- Objective: Reproduce the passage on matching personal names with regular expressions word for word, from "Extracting a list" up to and including "what we wanted.".

- Quoted passage:

:::

That is better, but it is missing the middle initial in forms like Frank N. Meyer. So we have to say we want to match either alphabetical characters or a period. Now pattr looks like the following. (Because the period is a special character in regular expressions we have to escape it with a backslash.)

([[:alpha:]]|\.)*/PERSON

That looks pretty good. The next problem is a bit more subtle. If we stick with the pattern that we have now, it is going to treat Henry/PERSON Hicks/PERSON as two separate person names, rather than grouping them together. What we need to capture is the idea that a string of words tagged with /PERSON are clumped together to form a larger unit. First we modify pattr so that each matching term is followed either by whitespace or by an end of line character.

([[:alpha:]]|\.)*/PERSON([[:space:]]|$)

The last step is to indicate that one or more of these words tagged with /PERSON makes up a personal name. Our final pattern is as follows.

(([[:alpha:]]|\.)*/PERSON([[:space:]]|$))+

Copy this file to a new file called personpattr.

Extracting a list of personal names and counting them

To make a list of persons in our text, we run egrep with the -o option, which omits everything except the matching pattern. Run the following command and then explore CAT31091908_djvu_ner_pers.txt with less. Note that it includes names like David Fairchild and E. E. Wilson, which is what we wanted.

egrep -o -f personpattr CAT31091908_djvu_ner_clean.txt > CAT31091908_djvu_ner_pers.txt

Next we use a familiar pipeline to create frequency counts for each person labeled in our text.

:::

- Rows:
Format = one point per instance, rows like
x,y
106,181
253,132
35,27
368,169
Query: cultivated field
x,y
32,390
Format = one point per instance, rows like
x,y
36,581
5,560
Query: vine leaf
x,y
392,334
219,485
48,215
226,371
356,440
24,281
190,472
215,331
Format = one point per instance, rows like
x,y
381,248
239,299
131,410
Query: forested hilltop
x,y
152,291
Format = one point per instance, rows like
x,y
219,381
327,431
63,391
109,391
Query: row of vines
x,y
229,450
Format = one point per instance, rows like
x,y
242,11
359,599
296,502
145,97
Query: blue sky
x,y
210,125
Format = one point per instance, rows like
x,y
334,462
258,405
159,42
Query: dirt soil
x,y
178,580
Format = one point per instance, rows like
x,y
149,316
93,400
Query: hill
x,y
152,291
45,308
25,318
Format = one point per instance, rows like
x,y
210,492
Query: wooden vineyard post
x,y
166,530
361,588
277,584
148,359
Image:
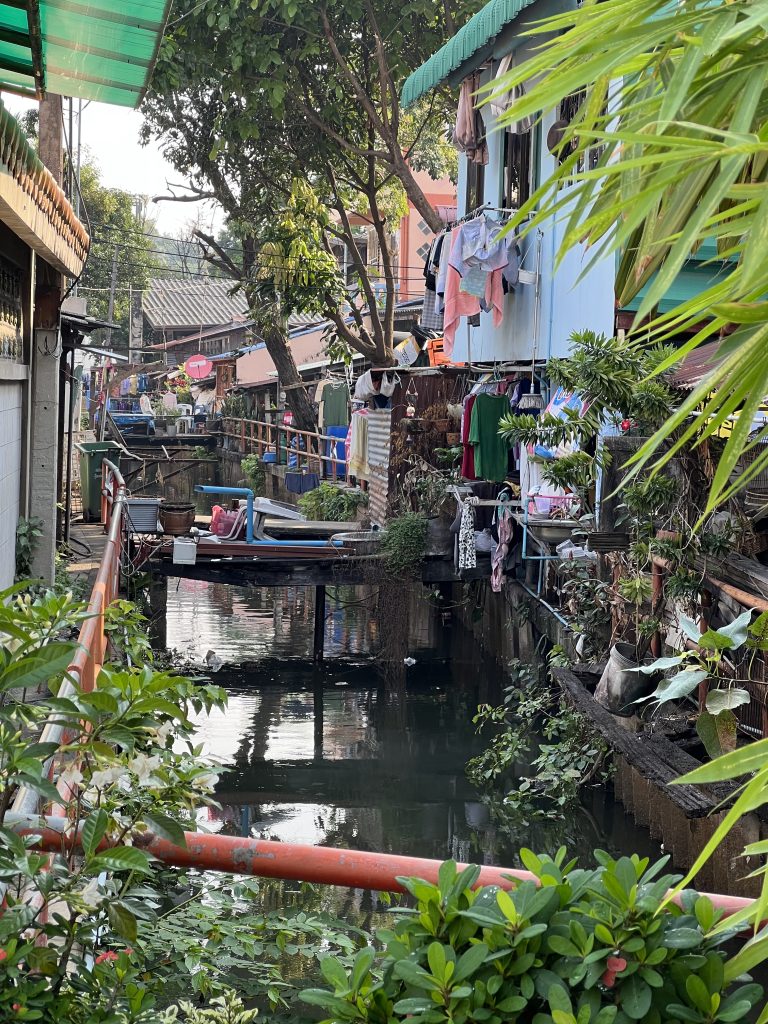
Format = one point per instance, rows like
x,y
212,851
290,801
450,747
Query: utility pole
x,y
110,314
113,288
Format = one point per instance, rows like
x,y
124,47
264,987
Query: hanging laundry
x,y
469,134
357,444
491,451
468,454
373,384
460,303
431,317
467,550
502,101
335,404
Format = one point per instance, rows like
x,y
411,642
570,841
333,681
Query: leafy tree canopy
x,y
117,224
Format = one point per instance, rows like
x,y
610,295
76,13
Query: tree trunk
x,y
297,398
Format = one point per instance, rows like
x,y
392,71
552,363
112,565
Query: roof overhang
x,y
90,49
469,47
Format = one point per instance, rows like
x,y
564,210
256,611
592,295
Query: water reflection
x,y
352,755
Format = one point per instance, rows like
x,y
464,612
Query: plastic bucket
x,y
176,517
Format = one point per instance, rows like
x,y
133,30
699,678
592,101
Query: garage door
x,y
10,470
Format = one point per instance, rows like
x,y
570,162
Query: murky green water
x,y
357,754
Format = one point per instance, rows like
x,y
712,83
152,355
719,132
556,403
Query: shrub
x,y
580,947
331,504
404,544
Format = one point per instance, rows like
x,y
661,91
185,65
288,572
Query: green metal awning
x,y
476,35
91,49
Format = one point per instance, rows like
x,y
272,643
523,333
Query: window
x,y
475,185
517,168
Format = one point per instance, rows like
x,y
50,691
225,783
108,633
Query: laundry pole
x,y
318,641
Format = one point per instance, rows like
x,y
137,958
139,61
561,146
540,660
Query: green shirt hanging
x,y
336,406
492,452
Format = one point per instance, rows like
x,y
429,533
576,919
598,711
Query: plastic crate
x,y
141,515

:::

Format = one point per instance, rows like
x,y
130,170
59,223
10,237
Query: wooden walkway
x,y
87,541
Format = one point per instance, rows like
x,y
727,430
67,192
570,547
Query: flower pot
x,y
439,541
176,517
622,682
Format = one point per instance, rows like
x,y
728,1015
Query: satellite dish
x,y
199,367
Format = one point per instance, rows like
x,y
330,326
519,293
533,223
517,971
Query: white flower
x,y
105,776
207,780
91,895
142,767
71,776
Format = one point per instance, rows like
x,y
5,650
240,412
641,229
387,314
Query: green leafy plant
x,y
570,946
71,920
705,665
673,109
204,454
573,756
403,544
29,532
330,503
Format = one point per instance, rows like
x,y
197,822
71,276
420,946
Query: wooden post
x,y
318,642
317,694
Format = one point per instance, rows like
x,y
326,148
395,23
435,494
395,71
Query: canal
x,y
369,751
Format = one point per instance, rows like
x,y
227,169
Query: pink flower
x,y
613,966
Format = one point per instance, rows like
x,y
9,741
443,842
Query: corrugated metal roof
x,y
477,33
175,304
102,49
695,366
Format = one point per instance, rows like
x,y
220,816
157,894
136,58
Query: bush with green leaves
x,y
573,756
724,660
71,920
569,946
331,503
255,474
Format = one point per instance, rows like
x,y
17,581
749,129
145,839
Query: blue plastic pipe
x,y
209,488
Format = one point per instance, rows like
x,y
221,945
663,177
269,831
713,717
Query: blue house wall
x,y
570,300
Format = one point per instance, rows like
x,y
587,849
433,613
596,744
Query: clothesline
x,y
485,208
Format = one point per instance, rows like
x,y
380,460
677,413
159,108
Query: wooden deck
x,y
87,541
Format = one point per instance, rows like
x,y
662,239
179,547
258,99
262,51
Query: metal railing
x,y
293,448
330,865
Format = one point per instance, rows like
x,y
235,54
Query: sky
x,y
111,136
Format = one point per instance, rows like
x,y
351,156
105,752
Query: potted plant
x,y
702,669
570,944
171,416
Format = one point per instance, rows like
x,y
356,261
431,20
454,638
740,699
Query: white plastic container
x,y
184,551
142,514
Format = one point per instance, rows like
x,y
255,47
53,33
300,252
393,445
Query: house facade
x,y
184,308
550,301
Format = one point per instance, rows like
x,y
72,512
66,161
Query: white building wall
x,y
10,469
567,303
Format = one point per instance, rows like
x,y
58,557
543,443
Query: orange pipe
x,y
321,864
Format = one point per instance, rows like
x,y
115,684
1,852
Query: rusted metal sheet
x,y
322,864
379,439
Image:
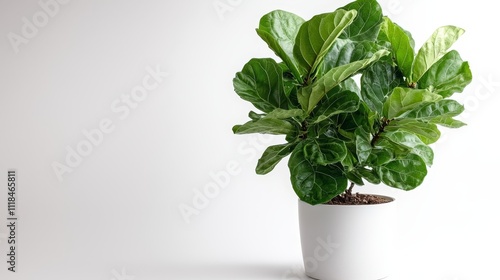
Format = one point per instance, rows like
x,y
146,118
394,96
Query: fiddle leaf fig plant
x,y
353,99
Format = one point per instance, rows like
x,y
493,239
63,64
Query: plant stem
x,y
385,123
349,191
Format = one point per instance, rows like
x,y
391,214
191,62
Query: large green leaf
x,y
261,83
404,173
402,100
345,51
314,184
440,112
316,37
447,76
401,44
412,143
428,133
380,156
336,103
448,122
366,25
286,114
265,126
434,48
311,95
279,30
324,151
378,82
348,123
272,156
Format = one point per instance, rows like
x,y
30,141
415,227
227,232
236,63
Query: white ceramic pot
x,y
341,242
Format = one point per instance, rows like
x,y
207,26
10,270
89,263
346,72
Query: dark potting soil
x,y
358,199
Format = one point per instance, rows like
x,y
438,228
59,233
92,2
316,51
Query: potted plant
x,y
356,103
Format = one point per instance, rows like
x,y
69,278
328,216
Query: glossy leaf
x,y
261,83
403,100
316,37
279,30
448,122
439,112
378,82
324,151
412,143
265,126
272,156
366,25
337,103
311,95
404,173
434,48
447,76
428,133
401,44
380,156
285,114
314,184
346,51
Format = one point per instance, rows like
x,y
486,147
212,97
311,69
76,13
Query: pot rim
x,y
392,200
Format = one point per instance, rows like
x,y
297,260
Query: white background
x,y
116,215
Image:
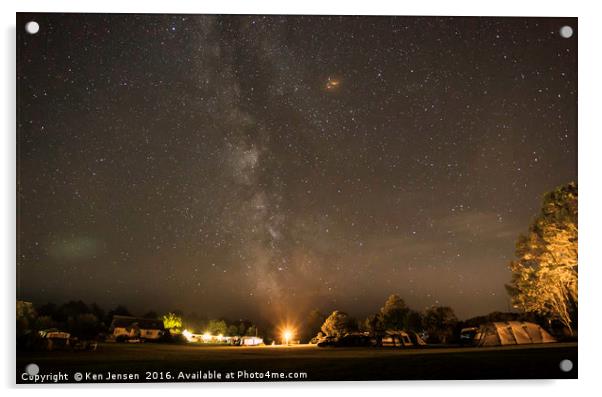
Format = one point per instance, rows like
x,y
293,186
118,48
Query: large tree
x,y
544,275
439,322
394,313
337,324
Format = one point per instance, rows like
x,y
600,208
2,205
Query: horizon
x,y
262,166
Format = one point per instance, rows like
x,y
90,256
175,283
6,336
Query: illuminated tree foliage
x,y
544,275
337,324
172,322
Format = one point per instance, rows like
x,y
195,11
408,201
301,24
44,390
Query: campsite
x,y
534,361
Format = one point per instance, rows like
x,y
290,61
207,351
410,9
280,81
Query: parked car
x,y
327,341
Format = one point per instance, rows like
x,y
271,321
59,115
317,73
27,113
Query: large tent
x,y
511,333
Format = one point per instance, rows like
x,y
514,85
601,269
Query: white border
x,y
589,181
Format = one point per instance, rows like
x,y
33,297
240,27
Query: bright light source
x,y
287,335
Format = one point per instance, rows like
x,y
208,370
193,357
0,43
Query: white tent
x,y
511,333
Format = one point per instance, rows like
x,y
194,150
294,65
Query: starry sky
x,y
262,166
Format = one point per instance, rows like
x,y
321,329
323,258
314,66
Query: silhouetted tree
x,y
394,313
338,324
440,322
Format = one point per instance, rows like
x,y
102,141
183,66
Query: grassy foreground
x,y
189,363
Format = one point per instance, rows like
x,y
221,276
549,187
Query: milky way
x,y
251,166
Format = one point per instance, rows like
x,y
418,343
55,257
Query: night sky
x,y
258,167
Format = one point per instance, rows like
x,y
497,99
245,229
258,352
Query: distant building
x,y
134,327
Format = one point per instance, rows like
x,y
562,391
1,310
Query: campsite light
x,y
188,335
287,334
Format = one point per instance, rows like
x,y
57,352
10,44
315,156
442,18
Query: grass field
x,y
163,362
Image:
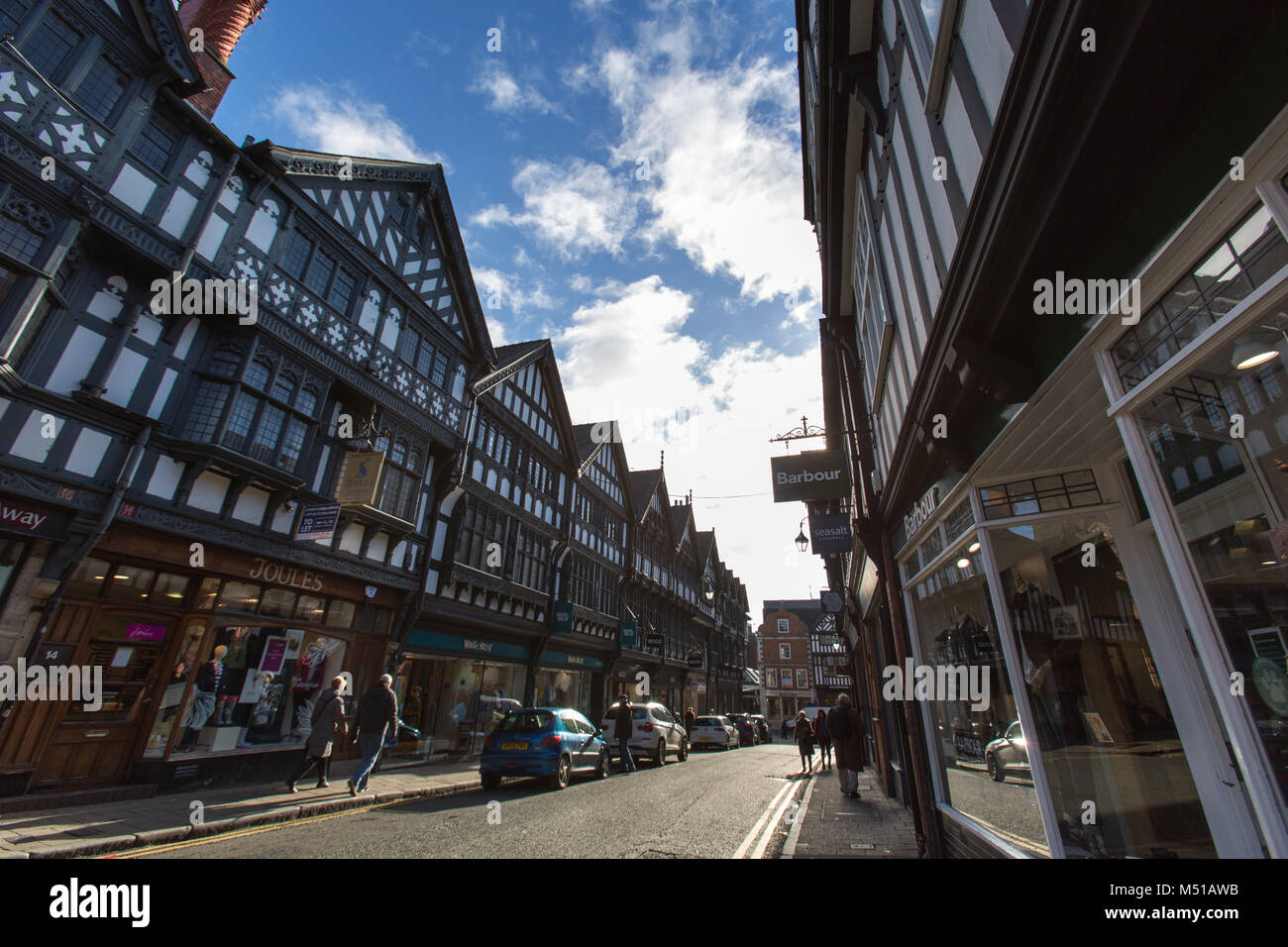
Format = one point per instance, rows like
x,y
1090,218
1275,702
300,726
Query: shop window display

:::

- Task output:
Extracting a list of personal names and counting them

To make a list of persons in our text, we run egrep with the -o option, which omits everything except the matching pattern. Run the following command and then explore CAT31091908_djvu_ner_pers.txt with less. Note that it includes names like David Fairchild and E. E. Wilson, which is what we wanted.